- **Goal**:
Present every line of the items below as a numbered list, skipping any blank lines.

******************************

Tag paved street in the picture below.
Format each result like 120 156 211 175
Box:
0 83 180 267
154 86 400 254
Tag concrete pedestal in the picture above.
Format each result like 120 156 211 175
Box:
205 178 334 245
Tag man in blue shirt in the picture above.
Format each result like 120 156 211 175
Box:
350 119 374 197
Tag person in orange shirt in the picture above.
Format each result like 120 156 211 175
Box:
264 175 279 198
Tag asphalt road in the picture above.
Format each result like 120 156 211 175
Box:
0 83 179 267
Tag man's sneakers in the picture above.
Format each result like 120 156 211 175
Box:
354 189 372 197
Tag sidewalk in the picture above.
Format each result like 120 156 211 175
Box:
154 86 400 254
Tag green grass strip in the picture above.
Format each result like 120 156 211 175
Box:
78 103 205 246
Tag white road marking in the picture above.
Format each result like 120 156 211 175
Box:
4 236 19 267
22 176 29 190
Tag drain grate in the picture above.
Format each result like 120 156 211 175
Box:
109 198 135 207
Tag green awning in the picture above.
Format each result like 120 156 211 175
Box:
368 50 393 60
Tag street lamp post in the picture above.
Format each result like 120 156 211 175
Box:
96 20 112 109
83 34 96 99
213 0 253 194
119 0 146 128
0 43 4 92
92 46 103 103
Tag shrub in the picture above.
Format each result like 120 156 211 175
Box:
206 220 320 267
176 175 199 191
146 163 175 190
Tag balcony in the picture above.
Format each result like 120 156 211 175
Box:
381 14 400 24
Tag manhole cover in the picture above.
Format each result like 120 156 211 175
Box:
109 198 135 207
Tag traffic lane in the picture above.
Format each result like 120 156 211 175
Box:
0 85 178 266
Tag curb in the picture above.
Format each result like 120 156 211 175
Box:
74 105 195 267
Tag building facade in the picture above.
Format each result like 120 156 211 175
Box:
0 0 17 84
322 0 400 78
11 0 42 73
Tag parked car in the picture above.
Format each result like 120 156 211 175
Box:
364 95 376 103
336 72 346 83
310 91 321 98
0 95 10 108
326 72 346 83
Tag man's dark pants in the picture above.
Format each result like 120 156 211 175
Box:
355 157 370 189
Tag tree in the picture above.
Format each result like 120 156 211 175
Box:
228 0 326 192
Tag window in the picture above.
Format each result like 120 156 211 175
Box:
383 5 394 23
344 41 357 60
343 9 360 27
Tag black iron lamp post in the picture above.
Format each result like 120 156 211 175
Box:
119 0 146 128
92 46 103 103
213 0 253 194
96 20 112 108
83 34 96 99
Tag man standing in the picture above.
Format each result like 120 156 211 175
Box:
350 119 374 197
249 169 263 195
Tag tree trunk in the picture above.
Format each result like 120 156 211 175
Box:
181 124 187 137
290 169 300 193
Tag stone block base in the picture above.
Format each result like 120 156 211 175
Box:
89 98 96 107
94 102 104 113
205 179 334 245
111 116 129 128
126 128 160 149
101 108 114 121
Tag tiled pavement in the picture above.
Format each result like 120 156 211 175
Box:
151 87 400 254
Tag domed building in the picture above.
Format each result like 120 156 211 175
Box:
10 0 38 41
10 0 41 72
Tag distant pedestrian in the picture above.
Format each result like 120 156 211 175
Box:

******************************

- **Exercise answer**:
1. Tag paved street in the picture below.
2. Format each result like 120 156 211 175
3. Box:
4. 0 83 180 267
5. 154 86 400 254
6. Tag concrete pedestal in the picture above.
7. Format each result like 120 156 211 175
8. Box:
9. 205 178 334 245
10. Tag man in blue shirt in the picture above.
11. Format each result like 120 156 211 175
12. Box:
13. 350 119 374 197
14. Tag person in orange shirt in the picture above.
15. Format each result like 120 156 211 175
16. Box:
17. 264 175 279 198
18. Tag asphalt road in the picture above.
19. Format each result like 120 156 211 175
20. Box:
21. 0 83 179 267
22. Tag man's sneakers in the picture above.
23. Format each result like 120 156 211 175
24. Box:
25. 354 189 372 197
26. Tag sidewalk in the picture above.
27. Format each result like 120 156 211 175
28. Box:
29. 154 86 400 254
30. Tag green grass strip in the picture above.
31. Format each result like 120 156 211 175
32. Box:
33. 78 103 205 246
34. Tag white road marking in the picture above.
35. Format each result like 120 156 211 175
36. Box:
37. 4 236 19 267
38. 22 176 29 190
39. Tag drain grate in the picture above.
40. Format each result like 120 156 211 175
41. Box:
42. 109 198 135 207
43. Tag green awning in the picture above.
44. Format each result like 120 156 211 175
45. Box:
46. 368 50 393 60
47. Tag street lamp post in the picture above.
48. Format each result like 120 156 211 175
49. Box:
50. 96 20 112 109
51. 83 34 96 99
52. 213 0 253 194
53. 119 0 146 128
54. 0 43 4 92
55. 92 46 103 103
56. Tag shrub in the picture above.
57. Format each result like 120 156 211 175
58. Box:
59. 206 220 320 267
60. 176 175 199 191
61. 146 163 175 190
62. Tag balcony in the picture above.
63. Format each result like 120 156 211 175
64. Box:
65. 381 14 400 24
66. Tag manhole cover in the picture above.
67. Format each result like 120 156 211 175
68. Box:
69. 109 198 135 207
70. Tag traffic lane in the picture above.
71. Format each result like 120 156 211 175
72. Box:
73. 0 85 178 266
74. Tag curb in the picture above.
75. Format each result like 120 156 211 175
76. Box:
77. 74 105 195 267
78. Tag building facade in the picture above.
79. Format each result like 120 156 211 175
80. Box:
81. 0 0 17 84
82. 322 0 400 78
83. 11 0 42 73
84. Tag parked car in the picture above.
85. Format each result like 120 156 211 175
86. Box:
87. 364 95 376 103
88. 336 72 346 83
89. 310 91 321 98
90. 0 95 10 108
91. 326 72 346 83
92. Tag man's dark pants in the picture above.
93. Format each result like 120 156 211 175
94. Box:
95. 355 157 370 189
96. Tag tree in the picture above.
97. Format each result like 120 156 211 175
98. Box:
99. 228 0 326 192
100. Tag window in the picture above.
101. Format each result like 120 156 211 175
102. Box:
103. 383 5 394 23
104. 344 41 357 60
105. 343 9 360 27
106. Tag black iron lamp post in the picture above.
107. Format each result like 120 156 211 175
108. Box:
109. 119 0 146 128
110. 92 46 103 103
111. 213 0 253 194
112. 96 20 112 108
113. 83 34 96 99
114. Tag man standing in the picture above.
115. Format each result like 120 156 211 175
116. Box:
117. 350 119 374 197
118. 249 169 263 195
119. Tag tree trunk in the picture above.
120. Format each result like 120 156 211 175
121. Box:
122. 181 124 187 137
123. 290 169 300 193
124. Tag stone block base in the picture above.
125. Format each result like 120 156 211 175
126. Box:
127. 89 98 96 107
128. 94 102 104 113
129. 205 179 334 245
130. 111 116 129 128
131. 126 128 160 149
132. 101 108 114 121
133. Tag tiled pavement in the picture above.
134. Format each result like 120 156 211 175
135. Box:
136. 151 87 400 254
137. Tag domed building in the picture above.
138. Format each result like 120 156 211 175
139. Box:
140. 10 0 38 41
141. 10 0 41 72
142. Tag distant pedestrian in the picture above.
143. Format each result like 120 156 211 175
144. Box:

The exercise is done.